Top of Excerpt provided
Both of these patients' care have driven home how blessed we are to have simple things like wall suction, portable X-rays (when an X-ray is ordered the mother carts her child, paper in hand to X-ray), blood gases, oxygen with analyzers and saturation monitors, echocardiagrams, and, oh yeah, basic electrolytes.  For those in medicine you will perhaps be amused to know that neonatal bilirubins are reported as positive or negative, making them of use only to those dependent on Braille.  Physical exam is enormously more important when all of the tools (spelled c-r-u-t-c-h-e-s) we lean upon are absent. I think we will all be better doctors, certainly more appreciative doctors, upon returning to our technologically dependent medical worlds.
Bottom of Excerpt provided
* Assigned task A: From the passage on missing medical tools, reproduce the part that begins at the words "Both of these" and stops after "dependent medical worlds.".
* Assigned task B: Condense the paragraph of the passage on missing medical tools that opens "Both of these patients' care" into a short bulleted list of its main facts.
* Assigned task C:
Answer these questions from the passage on missing medical tools:
(i) When an X-ray is ordered, who takes the child to X-ray?
(ii) How are neonatal bilirubins reported?
(iii) What becomes enormously more important when the tools are absent?
Top of Record extracts
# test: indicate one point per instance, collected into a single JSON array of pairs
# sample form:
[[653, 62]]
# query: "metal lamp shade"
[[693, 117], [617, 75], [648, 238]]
Bottom of Record extracts
Top of Record extracts
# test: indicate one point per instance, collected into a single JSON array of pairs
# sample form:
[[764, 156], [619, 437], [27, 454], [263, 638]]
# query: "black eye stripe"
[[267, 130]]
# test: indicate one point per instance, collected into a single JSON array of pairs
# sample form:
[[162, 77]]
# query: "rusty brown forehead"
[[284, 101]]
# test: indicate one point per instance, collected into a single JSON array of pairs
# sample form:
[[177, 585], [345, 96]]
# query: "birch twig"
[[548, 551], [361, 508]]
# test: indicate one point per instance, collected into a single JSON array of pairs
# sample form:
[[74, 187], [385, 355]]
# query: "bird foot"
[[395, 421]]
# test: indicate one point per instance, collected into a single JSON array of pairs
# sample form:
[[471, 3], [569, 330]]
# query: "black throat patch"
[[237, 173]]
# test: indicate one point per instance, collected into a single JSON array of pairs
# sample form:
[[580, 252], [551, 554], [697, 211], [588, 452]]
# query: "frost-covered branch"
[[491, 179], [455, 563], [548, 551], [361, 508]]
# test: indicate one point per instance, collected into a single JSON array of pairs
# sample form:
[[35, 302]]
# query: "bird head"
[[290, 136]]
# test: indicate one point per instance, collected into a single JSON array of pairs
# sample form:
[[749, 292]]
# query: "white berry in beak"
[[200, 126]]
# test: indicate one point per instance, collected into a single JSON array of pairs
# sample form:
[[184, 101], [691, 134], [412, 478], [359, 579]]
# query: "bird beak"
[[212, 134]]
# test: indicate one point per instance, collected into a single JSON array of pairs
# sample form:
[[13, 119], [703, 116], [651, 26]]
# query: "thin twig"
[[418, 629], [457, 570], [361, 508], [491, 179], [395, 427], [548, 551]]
Bottom of Record extracts
* Written answer A:
Both of these patients' care have driven home how blessed we are to have simple things like wall suction, portable X-rays (when an X-ray is ordered the mother carts her child, paper in hand to X-ray), blood gases, oxygen with analyzers and saturation monitors, echocardiagrams, and, oh yeah, basic electrolytes.  For those in medicine you will perhaps be amused to know that neonatal bilirubins are reported as positive or negative, making them of use only to those dependent on Braille.  Physical exam is enormously more important when all of the tools (spelled c-r-u-t-c-h-e-s) we lean upon are absent. I think we will all be better doctors, certainly more appreciative doctors, upon returning to our technologically dependent medical worlds.

* Written answer B:
- Caring for both patients showed how fortunate we are to have simple things like wall suction, portable X-rays, blood gases, oxygen with analyzers and saturation monitors, and basic electrolytes.
- When an X-ray is ordered, the mother carries her child, paper in hand, to X-ray.
- Neonatal bilirubins are reported only as positive or negative.
- Physical exam becomes far more important when the usual tools are absent.
- We will return to our technology-dependent medical worlds as better, more appreciative doctors.

* Written answer C:
(i) The mother.
(ii) As positive or negative.
(iii) Physical exam.